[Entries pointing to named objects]
================

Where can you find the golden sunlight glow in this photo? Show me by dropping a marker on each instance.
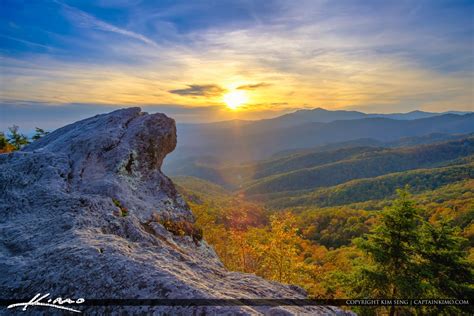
(235, 99)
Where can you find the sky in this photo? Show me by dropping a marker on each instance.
(212, 60)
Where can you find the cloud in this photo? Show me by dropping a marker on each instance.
(195, 90)
(84, 19)
(254, 86)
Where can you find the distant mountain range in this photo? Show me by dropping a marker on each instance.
(239, 141)
(331, 175)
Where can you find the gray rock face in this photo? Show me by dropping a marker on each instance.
(81, 215)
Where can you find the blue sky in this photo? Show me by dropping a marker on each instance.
(69, 59)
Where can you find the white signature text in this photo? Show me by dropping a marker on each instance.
(39, 300)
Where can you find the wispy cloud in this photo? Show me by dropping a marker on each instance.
(253, 86)
(86, 20)
(310, 53)
(195, 90)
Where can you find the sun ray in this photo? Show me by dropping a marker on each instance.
(235, 99)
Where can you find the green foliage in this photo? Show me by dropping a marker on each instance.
(377, 188)
(407, 257)
(17, 139)
(363, 165)
(445, 265)
(3, 141)
(39, 133)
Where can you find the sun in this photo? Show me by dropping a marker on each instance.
(235, 99)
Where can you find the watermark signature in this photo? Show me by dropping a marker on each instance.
(39, 300)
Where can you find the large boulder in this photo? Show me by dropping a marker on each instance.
(86, 212)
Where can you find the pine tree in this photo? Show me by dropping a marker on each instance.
(391, 248)
(39, 133)
(445, 267)
(17, 139)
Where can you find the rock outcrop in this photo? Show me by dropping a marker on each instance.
(86, 212)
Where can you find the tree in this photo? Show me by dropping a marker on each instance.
(408, 257)
(17, 139)
(3, 141)
(391, 248)
(447, 271)
(39, 133)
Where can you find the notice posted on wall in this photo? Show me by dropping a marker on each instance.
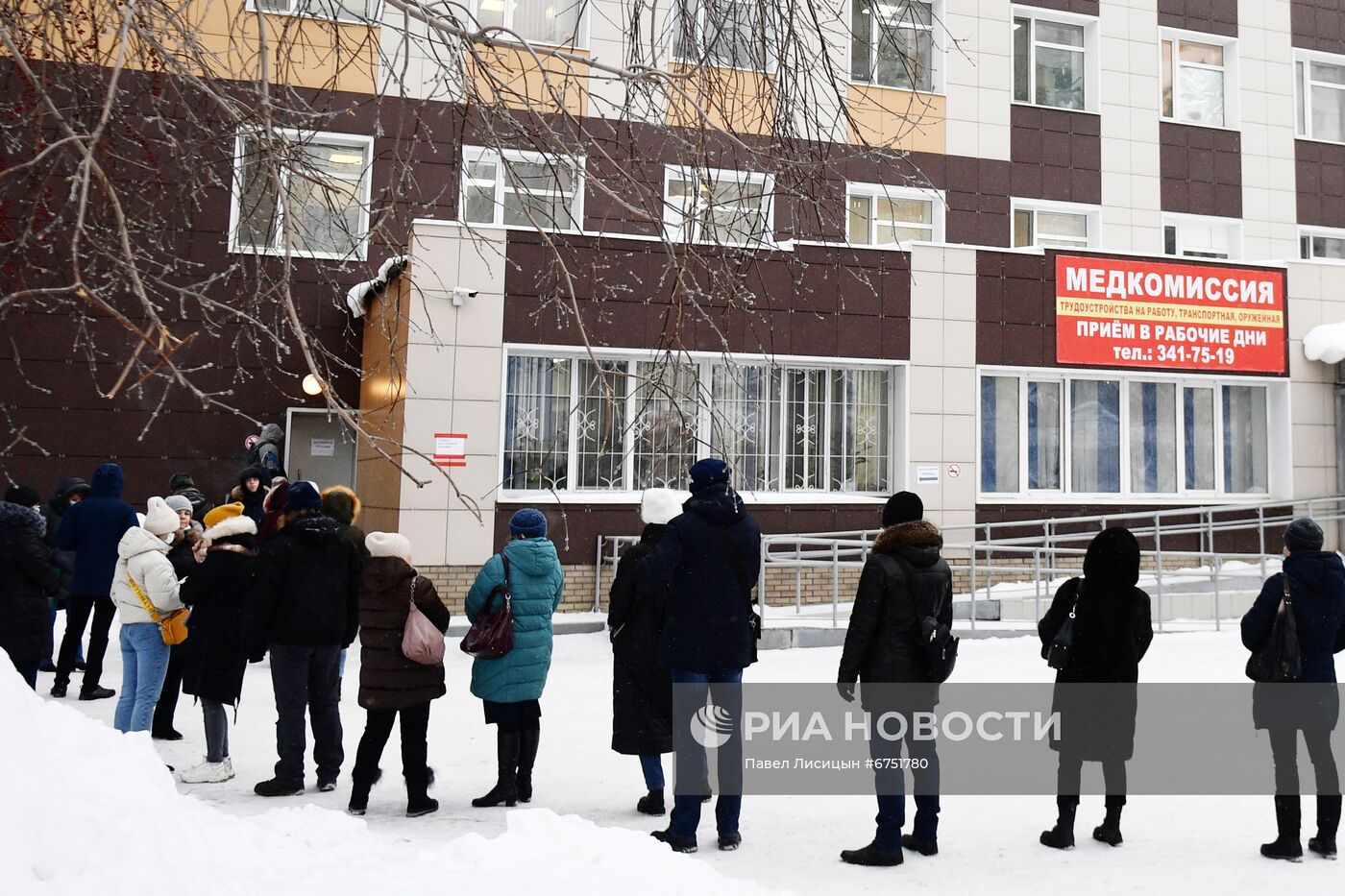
(1138, 314)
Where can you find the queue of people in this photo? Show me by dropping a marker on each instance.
(681, 615)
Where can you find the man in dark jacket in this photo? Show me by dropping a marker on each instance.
(305, 608)
(91, 529)
(27, 577)
(184, 485)
(904, 580)
(1314, 583)
(703, 569)
(69, 492)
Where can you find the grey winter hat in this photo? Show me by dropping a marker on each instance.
(1304, 534)
(178, 503)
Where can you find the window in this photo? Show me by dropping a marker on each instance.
(733, 34)
(342, 10)
(708, 205)
(878, 215)
(574, 424)
(522, 188)
(1321, 245)
(1320, 97)
(302, 193)
(892, 43)
(1125, 436)
(1197, 80)
(1200, 237)
(1052, 58)
(554, 22)
(1053, 225)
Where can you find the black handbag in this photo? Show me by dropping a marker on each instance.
(1058, 651)
(1280, 660)
(941, 646)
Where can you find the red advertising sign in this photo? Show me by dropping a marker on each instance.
(1142, 314)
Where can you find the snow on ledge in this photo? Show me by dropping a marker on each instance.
(1325, 343)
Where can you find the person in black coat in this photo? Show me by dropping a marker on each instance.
(27, 580)
(1314, 584)
(69, 492)
(1112, 631)
(904, 580)
(703, 569)
(642, 689)
(212, 657)
(305, 610)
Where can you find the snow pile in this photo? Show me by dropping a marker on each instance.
(86, 809)
(1327, 343)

================

• _STATED GOAL_
Rewrite every line of the material above as a numbered list, skipping any blank lines and leaving out the pictures.

• _RESULT OF THE EXERCISE_
1. Where can you find the golden sunlight glow in this photo? Show me by dropping a marker on each instance.
2. (235, 99)
3. Where can you find the sky in this photo? Show me by dropping a marker on each instance.
4. (212, 60)
5. Where can you find the cloud in this photo? Show me by dropping a marker on each instance.
6. (195, 90)
7. (84, 19)
8. (254, 86)
9. Where can you find the distant mountain range in this photo? Show me by dropping a marker on each instance.
10. (239, 141)
11. (331, 175)
12. Where can you find the gray rock face in this photo? Show me by dropping a marker on each instance.
13. (81, 215)
14. Where can you find the blue sky in this photo? Show me by dropping a marker on each instance.
15. (69, 59)
16. Where can you find the white signature text in this photo? Show me by dropping a marker on each instance.
17. (39, 300)
18. Where can you find the wispy cloud in this photo? Show me by dropping a marker on each instance.
19. (253, 86)
20. (86, 20)
21. (310, 53)
22. (195, 90)
23. Where can you find the sun ray in this photo? Show me by dropping a marker on each instance.
24. (235, 99)
25. Where can you find the green foliage in this photo? Show me by dropping a marker on each instance.
26. (377, 188)
27. (407, 257)
28. (17, 139)
29. (363, 165)
30. (445, 265)
31. (3, 141)
32. (39, 133)
33. Where can you find the sun in this photo? Show me by dropping a marker on each instance.
34. (235, 99)
35. Where can you find the watermark signature in this photo? Show me by dropping a marker on each instance.
36. (39, 300)
37. Where can you find the large boulder in this photo? Show me by dropping a marker on each instance.
38. (86, 212)
39. Where can you find the pine tree in this photo? Show me by dropping a marker on each instance.
40. (391, 248)
41. (39, 133)
42. (445, 267)
43. (17, 139)
44. Where can you find the rock outcrop in this photo? Show me by dropping a marker on each instance.
45. (86, 212)
46. Where can you find the tree in this photo? Show me by dropping a marker on each instance.
47. (408, 257)
48. (17, 139)
49. (3, 141)
50. (391, 248)
51. (447, 271)
52. (39, 133)
53. Where can you find the notice posted on wall in this photo? Show me by dropping a marker on each instance.
54. (1138, 314)
55. Where can you find the queue of people in this photo? Show me by dropping a marker on each instance.
56. (681, 615)
57. Where can you find the man in dark jacket in this photo? Show me by dropping a marker on each instance.
58. (305, 608)
59. (91, 529)
60. (27, 577)
61. (184, 485)
62. (904, 580)
63. (1314, 583)
64. (703, 569)
65. (69, 492)
66. Where can you find the grey winter hat in this photo? Show me by dropping a marker on each instance.
67. (1304, 534)
68. (178, 503)
69. Where can you find the window in this photo? Show me by dropping a marker on each instance.
70. (733, 34)
71. (342, 10)
72. (708, 205)
73. (878, 215)
74. (574, 424)
75. (522, 188)
76. (1321, 245)
77. (1320, 97)
78. (302, 193)
79. (892, 43)
80. (1125, 436)
81. (1197, 80)
82. (1200, 237)
83. (1052, 58)
84. (554, 22)
85. (1053, 225)
86. Where can you find the black handbag in this photo? Show me by dropping a marker on each instance.
87. (1058, 651)
88. (1280, 660)
89. (941, 646)
90. Where can you find the red advertising sign in this photo? Show me by dropping a marker on each instance.
91. (1142, 314)
92. Where can you find the snow on ledge in this photo? Show me by dropping a marker on each instance.
93. (1325, 343)
94. Where can you find the person in black coat in this photo? Show me by dropping a marker on each instance.
95. (27, 580)
96. (1314, 584)
97. (69, 492)
98. (1112, 631)
99. (904, 580)
100. (703, 569)
101. (642, 689)
102. (212, 657)
103. (305, 610)
104. Where can you find the snow pile in this photo? Show me by dropping a marker on each instance.
105. (86, 809)
106. (1327, 343)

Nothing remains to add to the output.